+++ Data under study +++
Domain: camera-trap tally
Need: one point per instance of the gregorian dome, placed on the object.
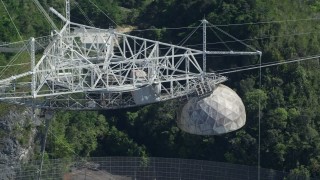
(222, 112)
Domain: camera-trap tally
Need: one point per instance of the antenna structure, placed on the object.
(84, 68)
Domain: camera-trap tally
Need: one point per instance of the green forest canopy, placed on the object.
(289, 95)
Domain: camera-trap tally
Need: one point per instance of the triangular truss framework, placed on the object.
(90, 68)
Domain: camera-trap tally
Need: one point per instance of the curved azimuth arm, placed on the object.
(92, 68)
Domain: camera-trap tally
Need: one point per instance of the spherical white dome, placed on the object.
(222, 112)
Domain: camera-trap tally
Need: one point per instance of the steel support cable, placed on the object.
(84, 14)
(188, 37)
(103, 12)
(224, 43)
(12, 20)
(246, 68)
(259, 117)
(234, 38)
(262, 37)
(12, 61)
(53, 25)
(226, 25)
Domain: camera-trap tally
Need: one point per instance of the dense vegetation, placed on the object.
(290, 103)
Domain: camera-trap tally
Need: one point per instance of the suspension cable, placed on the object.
(83, 13)
(103, 13)
(264, 65)
(12, 20)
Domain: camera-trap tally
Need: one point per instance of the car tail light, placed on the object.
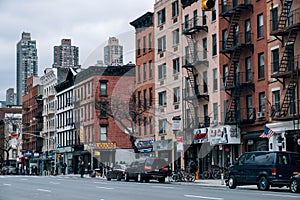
(165, 169)
(148, 168)
(274, 171)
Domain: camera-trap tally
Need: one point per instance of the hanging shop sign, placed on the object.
(179, 144)
(200, 135)
(144, 145)
(224, 135)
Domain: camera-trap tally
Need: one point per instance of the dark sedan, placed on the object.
(117, 172)
(295, 183)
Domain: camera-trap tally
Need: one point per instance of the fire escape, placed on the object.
(285, 28)
(233, 45)
(192, 62)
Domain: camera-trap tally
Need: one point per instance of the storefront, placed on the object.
(286, 136)
(164, 149)
(225, 144)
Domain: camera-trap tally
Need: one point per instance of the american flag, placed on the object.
(268, 133)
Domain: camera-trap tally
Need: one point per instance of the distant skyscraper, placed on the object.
(27, 64)
(113, 52)
(10, 96)
(65, 56)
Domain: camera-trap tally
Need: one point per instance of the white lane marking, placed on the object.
(43, 190)
(281, 195)
(103, 183)
(54, 183)
(106, 188)
(202, 197)
(164, 187)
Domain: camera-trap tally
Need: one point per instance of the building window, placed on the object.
(162, 98)
(144, 44)
(214, 44)
(150, 125)
(139, 74)
(176, 95)
(204, 46)
(162, 71)
(145, 126)
(215, 111)
(150, 41)
(103, 132)
(249, 107)
(205, 88)
(274, 19)
(204, 18)
(175, 34)
(103, 88)
(213, 14)
(248, 69)
(161, 17)
(262, 106)
(162, 126)
(260, 26)
(150, 96)
(103, 110)
(275, 60)
(261, 66)
(145, 98)
(145, 71)
(139, 99)
(247, 31)
(176, 69)
(174, 9)
(150, 69)
(161, 42)
(215, 79)
(276, 100)
(139, 47)
(140, 126)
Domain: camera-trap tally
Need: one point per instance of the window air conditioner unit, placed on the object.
(261, 115)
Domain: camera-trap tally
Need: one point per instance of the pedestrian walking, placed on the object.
(63, 168)
(82, 168)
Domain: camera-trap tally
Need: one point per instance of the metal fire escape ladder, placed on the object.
(289, 96)
(284, 62)
(286, 8)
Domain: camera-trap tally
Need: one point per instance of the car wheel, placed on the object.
(126, 177)
(232, 182)
(294, 186)
(140, 178)
(119, 177)
(263, 184)
(161, 180)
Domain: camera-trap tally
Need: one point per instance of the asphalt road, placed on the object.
(75, 188)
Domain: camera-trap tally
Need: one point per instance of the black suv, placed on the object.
(146, 169)
(264, 169)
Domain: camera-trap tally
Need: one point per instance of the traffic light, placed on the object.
(207, 5)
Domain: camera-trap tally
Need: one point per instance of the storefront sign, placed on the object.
(106, 145)
(200, 135)
(176, 123)
(162, 145)
(144, 145)
(224, 135)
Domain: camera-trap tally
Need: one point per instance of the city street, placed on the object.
(74, 187)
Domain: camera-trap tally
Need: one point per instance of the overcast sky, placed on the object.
(89, 23)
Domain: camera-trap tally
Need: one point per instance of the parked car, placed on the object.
(147, 169)
(295, 183)
(264, 169)
(117, 172)
(6, 170)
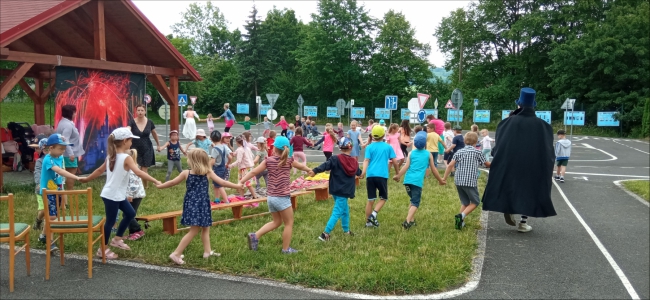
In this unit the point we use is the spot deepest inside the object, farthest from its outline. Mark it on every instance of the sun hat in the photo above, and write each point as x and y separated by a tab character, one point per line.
57	139
527	98
281	142
420	140
378	132
121	133
201	132
345	143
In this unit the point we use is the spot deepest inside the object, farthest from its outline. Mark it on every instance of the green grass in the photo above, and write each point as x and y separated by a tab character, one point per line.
639	187
430	257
+++
* _What the exercise asks_
From top to bottom, restate the records above exactly and omit every picture.

* _Task output_
Domain: camera-trap tally
Need: one point per instance of the gregorian dome, placed on the object.
(222, 112)
Domain: camera-trap tally
Need: one point per instance of the antenna structure, placed on the object.
(84, 68)
Domain: camera-trap tally
Need: one point per instance of the green forest canopy, placed on the object.
(289, 95)
Domain: camera-trap tally
Need: one point per instance of the triangular truss framework, placed on the object.
(90, 68)
Domain: camera-trap tally
Need: one point per instance of the curved azimuth arm, placed on the object.
(92, 68)
Domain: camera-trap tally
Need: one point per instance of the spherical white dome, placed on the object.
(222, 112)
Domain: camera-trap tally
Need: one point per instance of the steel support cable, placed on the object.
(84, 14)
(188, 37)
(103, 12)
(224, 43)
(12, 20)
(246, 68)
(259, 117)
(234, 38)
(262, 37)
(12, 61)
(53, 25)
(226, 25)
Domain: camera-trap tally
Need: one point per instance of the dense vegetation, placed on the object.
(290, 103)
Domain: camera-trap tally
Need: one point per instance of the suspension cable, placed on the object.
(83, 13)
(103, 13)
(264, 65)
(12, 20)
Domain: camera-trap tally
Need: one point per instance of the car tail light, placed on the object.
(165, 169)
(148, 168)
(274, 171)
Domain: camera-trap tally
Need: one point per instance of the hanging shop sign, placed on the object.
(179, 144)
(200, 135)
(144, 145)
(224, 135)
Domain: camera-trap tally
Need: one point per instance of the dark sedan, placed on the object.
(117, 172)
(295, 183)
Domain: camera-trap tally
Need: one point per instance of the fire escape, placed on the object.
(285, 28)
(233, 45)
(192, 62)
Domain: camera-trap tally
Need: one point per instance of the storefront, placed on the object.
(286, 136)
(164, 149)
(225, 144)
Domain: camera-trap tally
Need: one point per instance of the american flag, placed on the object.
(268, 133)
Domain: camera-trap tally
Need: one point per instance of the distant skyscraper, placed on the object.
(27, 64)
(113, 52)
(10, 96)
(65, 56)
Domain: camera-trap tally
Need: one point per instance of the white lane marking, placed on the object.
(43, 190)
(281, 195)
(103, 183)
(54, 183)
(106, 188)
(202, 197)
(164, 187)
Domain: camera-trap tally
Need: one point per instance of the building window, placed on the object.
(162, 98)
(144, 44)
(214, 44)
(150, 125)
(139, 74)
(176, 95)
(204, 46)
(162, 71)
(145, 126)
(215, 111)
(150, 41)
(103, 132)
(249, 107)
(205, 88)
(274, 19)
(204, 18)
(175, 34)
(103, 88)
(213, 14)
(248, 69)
(161, 17)
(262, 106)
(162, 126)
(260, 26)
(150, 96)
(103, 110)
(275, 60)
(261, 66)
(145, 98)
(145, 71)
(139, 99)
(247, 31)
(176, 69)
(174, 9)
(150, 69)
(161, 42)
(215, 79)
(276, 100)
(139, 47)
(140, 126)
Domain: camera-trap tally
Need: one point per instance of the window air conditioner unit, placed on the object.
(261, 115)
Domain: camera-trap tally
Need: one point per instance of the pedestrian walking, placed on the object.
(63, 168)
(82, 168)
Domain: camera-trap tally
Need: one point per instance of the metal fire escape ladder, placed on the object.
(289, 96)
(284, 62)
(286, 8)
Domain: camera-trap tally
Need: one point per instance of the car wheel, placed on the object.
(126, 177)
(232, 182)
(294, 186)
(140, 178)
(119, 177)
(263, 184)
(161, 180)
Domain: camera-trap tally
Need: one point per instance of the asphalt road, placed on the object.
(75, 188)
Domain: camera-trap tally
Need: one point per instance of the black suv, placed on the object.
(146, 169)
(264, 169)
Domain: camera-trap tally
Need: one point per instance of the traffic light, placed on the object.
(207, 5)
Domain: camera-trap tally
Need: one point per instance of the storefront sign, placed on the object.
(106, 145)
(200, 135)
(176, 123)
(162, 145)
(144, 145)
(224, 135)
Domain: camera-trap tally
Need: one point per instance of the city street, placed on the object.
(74, 187)
Domain: camera-trap tally
Need: one point per instance of the overcast sky, placed on the object.
(89, 23)
Domain: camera-trap tally
Need: one point per instance of the parked car, placed on the object.
(147, 169)
(295, 183)
(264, 169)
(117, 172)
(6, 170)
In this unit the point we use is the spot deepest inside the object, farthest from its outline. Mark it on every instance of the sun hat in the photo above, and write each point as x and y separated by a tab character, one point per line.
57	139
527	98
281	142
420	140
378	132
121	133
201	132
345	143
In this unit the point we use is the spot deepest inside the object, farthest from its outline. Mark it on every instance of the green grass in the photo above, and write each point as x and y separated by a tab character, one point per line.
639	187
430	257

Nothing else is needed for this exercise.